* _Extract to read_
******************************

Irish CER data set: Electricity consumption of residential customers signed up to five different tariff classes (represented by the curves in different colors)

For the learning of a wind farm model, a public data set from the wind power forecasting track of the GEFcom competition (see [16]) was used. In the experiments of this paper, this model was standardized and, in order to simulate wind farms of different sizes, scaled to the desired level. The GAM model is given by

$$\displaystyle\begin{array}{rcl} y_{i}& =& \sum _{k=1}^{12}s_{ k}(\mbox{ WindSpeed}_{i})I_{\mbox{ WindDirection}_{i}=k} +\varepsilon _{i}{}\end{array}$$
(2)

where y i is the wind power, WindSpeed i is the wind speed, and WindDirection i the wind direction (1 = N, 2 = NNE, 3 = NE, …, 12 = NNW). Note that the wind direction was discretized into 12 sectors (instead of using a bivariate transfer function) for parsimony reasons. In the simulations, the noise term \(\varepsilon _{i}\) is sampled from a normal distribution with zero mean and a standard deviation proportional to 5 % of the signal (to simulate higher uncertainty of production data), i.e., the variance again also depends on the model covariates (here: WindSpeed i and WindDirection i ).

4 Simulator Platform Architecture

This section describes the architecture and design of the Smart Grid simulation platform, with particular emphasis on the modeling of the electrical network, the representation of load at the Meter level, and design considerations related to the scalability of the platform.

4.1 Network Modeling

Simulating the load at each level of an electrical grid requires a model of the network. The simulation platform presented in this paper models the initial network structure, and dynamic changes (e.g., reconfiguration events) applied to it. The initial network structure is a tree of depth six, with the nodes – from the lowest level to the root – representing Meters, Low-Voltage Stations (LVS), High-Voltage Stations (HVS), Source Substations, Regional Agencies, and the National Level. An example of a subtree, up to the Regional Agency level, is shown in Fig. 3. The numbers on the right hand side correspond to the number of nodes per network level for a country the size of France. Note that the tree structure only allows for the representation of radial networks; modeling meshed networks is a direction for future work.

******************************

* _Material for the task_

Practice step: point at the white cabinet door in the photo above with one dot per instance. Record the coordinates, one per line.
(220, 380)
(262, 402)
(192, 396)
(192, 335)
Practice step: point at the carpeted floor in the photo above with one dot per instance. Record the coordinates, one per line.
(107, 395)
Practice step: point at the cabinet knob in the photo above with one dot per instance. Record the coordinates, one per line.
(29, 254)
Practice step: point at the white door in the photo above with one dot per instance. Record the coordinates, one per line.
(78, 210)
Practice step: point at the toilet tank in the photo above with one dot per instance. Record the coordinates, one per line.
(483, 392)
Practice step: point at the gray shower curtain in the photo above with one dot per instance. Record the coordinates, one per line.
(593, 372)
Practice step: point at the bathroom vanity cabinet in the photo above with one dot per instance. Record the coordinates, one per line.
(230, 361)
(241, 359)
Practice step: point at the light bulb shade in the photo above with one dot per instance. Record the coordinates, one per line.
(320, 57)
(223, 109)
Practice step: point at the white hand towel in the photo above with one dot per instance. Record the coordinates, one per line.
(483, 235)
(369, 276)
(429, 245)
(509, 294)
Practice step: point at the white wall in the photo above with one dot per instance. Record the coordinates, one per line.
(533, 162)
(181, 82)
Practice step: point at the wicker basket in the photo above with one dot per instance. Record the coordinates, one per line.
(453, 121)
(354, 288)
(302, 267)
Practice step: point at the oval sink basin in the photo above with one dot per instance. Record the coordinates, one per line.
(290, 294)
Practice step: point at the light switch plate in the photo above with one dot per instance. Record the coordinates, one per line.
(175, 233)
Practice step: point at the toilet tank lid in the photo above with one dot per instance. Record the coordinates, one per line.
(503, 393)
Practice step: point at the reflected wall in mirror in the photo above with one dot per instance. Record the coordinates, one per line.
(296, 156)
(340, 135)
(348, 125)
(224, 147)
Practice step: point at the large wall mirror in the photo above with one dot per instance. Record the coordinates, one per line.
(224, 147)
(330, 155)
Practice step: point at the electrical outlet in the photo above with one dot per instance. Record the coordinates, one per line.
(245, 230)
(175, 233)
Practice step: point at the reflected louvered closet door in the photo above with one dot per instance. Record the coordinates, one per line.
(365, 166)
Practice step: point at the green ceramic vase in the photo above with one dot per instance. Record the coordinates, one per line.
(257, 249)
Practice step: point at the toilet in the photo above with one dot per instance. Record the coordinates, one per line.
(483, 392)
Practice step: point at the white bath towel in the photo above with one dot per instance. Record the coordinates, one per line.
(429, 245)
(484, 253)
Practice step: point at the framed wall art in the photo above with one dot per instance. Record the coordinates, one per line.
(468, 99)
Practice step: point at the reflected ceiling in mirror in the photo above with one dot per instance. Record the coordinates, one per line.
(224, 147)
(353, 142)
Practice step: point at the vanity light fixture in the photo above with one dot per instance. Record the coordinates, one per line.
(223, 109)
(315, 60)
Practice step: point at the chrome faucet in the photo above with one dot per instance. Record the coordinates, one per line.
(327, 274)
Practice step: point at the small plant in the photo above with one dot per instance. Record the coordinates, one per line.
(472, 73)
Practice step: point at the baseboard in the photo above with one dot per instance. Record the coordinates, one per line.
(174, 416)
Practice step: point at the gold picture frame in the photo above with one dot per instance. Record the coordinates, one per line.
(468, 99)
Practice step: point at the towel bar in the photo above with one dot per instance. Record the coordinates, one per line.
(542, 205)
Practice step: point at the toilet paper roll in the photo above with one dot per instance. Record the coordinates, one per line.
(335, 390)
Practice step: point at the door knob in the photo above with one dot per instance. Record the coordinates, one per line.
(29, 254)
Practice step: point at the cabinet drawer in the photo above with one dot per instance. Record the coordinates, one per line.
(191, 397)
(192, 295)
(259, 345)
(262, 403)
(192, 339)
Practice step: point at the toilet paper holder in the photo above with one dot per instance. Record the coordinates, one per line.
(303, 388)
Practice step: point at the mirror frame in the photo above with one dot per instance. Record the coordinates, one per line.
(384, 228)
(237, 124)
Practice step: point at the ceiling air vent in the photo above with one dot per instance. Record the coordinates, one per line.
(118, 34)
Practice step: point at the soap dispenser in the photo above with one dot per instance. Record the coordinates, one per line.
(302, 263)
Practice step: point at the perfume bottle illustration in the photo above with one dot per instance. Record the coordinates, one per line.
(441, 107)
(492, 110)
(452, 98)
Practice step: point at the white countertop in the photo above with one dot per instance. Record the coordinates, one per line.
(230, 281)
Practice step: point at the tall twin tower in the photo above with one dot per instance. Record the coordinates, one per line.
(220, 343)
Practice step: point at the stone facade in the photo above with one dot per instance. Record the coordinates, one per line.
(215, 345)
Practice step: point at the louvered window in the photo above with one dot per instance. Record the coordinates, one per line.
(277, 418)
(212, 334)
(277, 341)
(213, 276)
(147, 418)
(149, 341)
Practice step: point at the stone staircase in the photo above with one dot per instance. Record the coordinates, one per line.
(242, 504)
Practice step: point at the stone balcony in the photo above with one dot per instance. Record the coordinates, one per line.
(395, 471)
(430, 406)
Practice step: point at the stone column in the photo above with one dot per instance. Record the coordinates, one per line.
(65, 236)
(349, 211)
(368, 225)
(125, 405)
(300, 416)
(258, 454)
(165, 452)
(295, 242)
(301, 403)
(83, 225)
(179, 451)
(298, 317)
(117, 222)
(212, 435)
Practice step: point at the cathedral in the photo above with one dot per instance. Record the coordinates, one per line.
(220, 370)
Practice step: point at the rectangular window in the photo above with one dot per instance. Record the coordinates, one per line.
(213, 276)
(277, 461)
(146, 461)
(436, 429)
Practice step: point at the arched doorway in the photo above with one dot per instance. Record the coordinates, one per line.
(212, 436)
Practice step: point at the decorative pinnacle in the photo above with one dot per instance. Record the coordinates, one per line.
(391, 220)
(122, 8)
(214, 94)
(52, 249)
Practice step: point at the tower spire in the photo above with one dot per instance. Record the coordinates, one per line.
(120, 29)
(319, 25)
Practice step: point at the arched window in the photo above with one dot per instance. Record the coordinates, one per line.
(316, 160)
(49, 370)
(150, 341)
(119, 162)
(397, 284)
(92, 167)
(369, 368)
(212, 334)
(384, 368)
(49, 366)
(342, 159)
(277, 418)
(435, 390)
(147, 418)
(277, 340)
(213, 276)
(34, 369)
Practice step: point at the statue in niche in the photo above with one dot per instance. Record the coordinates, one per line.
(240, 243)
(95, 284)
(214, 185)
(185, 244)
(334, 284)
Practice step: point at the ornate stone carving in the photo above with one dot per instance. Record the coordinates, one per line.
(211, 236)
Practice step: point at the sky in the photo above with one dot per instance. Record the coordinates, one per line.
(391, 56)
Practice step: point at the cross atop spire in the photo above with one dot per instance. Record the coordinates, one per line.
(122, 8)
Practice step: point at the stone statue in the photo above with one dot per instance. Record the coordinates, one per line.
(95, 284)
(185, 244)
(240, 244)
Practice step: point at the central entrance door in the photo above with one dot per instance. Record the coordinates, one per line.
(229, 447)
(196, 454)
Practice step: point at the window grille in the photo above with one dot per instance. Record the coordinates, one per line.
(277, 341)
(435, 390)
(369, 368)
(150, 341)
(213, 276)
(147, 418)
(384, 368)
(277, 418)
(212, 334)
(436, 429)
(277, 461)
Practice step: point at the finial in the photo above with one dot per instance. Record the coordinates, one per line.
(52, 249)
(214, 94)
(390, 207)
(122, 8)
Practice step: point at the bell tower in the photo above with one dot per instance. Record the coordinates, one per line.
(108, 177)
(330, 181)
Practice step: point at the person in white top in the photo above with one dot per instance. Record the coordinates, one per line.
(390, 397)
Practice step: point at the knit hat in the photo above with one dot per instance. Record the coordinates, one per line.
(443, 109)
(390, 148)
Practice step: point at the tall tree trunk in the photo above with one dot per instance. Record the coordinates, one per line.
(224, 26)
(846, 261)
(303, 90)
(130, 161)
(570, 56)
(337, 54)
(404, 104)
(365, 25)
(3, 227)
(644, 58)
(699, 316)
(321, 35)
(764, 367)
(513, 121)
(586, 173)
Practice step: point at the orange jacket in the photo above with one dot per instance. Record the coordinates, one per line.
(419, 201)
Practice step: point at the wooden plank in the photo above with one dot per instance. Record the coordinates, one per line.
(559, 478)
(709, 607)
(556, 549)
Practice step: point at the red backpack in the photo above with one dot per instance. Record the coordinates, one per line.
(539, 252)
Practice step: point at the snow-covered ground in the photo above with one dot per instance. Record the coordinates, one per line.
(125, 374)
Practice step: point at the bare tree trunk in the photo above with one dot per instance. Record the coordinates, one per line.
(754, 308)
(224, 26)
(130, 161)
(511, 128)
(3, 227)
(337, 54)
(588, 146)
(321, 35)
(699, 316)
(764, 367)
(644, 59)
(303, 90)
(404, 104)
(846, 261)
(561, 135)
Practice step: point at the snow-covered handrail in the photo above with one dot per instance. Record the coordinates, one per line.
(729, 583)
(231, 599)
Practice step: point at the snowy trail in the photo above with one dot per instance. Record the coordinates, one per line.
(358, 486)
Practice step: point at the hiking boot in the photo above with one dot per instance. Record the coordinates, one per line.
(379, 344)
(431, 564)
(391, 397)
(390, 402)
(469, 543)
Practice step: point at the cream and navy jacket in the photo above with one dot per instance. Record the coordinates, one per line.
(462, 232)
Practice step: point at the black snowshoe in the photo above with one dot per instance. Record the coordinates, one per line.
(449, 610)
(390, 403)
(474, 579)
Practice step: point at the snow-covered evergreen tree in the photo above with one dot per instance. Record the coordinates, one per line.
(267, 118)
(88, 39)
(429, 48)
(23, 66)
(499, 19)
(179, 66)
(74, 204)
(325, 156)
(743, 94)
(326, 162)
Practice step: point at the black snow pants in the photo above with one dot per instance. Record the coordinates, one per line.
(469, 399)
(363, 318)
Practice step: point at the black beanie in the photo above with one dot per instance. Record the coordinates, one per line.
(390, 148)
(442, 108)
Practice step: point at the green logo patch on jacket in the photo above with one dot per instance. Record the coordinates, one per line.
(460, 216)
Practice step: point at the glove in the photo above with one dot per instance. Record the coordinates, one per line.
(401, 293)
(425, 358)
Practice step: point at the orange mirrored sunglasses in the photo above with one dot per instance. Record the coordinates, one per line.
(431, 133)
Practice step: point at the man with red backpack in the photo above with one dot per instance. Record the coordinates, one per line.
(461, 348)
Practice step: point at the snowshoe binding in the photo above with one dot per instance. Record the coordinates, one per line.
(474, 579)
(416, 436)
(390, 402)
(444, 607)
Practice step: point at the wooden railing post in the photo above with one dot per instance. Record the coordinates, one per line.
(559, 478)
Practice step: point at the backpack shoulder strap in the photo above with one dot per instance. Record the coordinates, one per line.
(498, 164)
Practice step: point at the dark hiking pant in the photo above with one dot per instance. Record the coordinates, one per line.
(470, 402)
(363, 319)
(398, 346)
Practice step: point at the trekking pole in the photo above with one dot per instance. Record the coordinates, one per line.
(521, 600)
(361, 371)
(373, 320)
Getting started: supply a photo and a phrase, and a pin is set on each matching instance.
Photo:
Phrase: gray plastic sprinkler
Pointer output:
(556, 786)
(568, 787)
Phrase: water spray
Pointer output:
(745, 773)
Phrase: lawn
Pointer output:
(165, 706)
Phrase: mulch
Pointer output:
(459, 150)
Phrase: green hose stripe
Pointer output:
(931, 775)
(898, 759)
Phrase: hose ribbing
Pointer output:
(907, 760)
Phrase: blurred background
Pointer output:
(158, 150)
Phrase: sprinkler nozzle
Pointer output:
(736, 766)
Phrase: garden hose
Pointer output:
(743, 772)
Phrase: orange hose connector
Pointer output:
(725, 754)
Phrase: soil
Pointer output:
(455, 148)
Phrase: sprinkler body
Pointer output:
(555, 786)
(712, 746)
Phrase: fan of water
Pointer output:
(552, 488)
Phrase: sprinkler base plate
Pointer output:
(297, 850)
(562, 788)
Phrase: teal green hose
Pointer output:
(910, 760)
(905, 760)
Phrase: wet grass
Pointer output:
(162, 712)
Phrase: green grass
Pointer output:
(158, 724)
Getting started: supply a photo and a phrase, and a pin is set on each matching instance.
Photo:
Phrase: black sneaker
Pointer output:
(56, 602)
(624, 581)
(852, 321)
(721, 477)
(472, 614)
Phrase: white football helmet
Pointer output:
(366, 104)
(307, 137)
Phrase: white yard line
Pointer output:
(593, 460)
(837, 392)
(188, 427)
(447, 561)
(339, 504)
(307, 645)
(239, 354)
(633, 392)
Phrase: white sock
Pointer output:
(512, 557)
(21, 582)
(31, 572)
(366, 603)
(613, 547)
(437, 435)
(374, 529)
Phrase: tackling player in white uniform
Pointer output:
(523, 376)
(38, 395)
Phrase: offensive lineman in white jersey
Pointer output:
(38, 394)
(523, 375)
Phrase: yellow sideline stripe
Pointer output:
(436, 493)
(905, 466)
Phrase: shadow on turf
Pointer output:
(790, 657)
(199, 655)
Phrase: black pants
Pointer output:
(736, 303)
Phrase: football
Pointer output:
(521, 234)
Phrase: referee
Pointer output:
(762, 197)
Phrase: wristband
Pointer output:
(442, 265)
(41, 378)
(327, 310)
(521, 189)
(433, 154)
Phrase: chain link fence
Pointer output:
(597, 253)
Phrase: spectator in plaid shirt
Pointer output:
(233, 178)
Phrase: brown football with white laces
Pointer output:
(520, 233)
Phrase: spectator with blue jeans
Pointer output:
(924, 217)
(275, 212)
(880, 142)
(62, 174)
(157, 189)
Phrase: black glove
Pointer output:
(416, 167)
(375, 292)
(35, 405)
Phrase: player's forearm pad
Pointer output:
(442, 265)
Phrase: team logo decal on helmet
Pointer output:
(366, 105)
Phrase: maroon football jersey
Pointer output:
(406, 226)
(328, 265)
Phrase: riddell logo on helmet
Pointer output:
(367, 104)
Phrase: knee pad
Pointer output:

******************************

* _Stated task 1_
According to the smart grid excerpt, how many levels deep is the tree that forms the initial network structure?
* _Stated task 2_
List each line of the records that contains the string "stripe".
The records are unrelated to the smart grid excerpt.

* _Exercise solution 1_
Six.

* _Exercise solution 2_
Phrase: green hose stripe
Phrase: yellow sideline stripe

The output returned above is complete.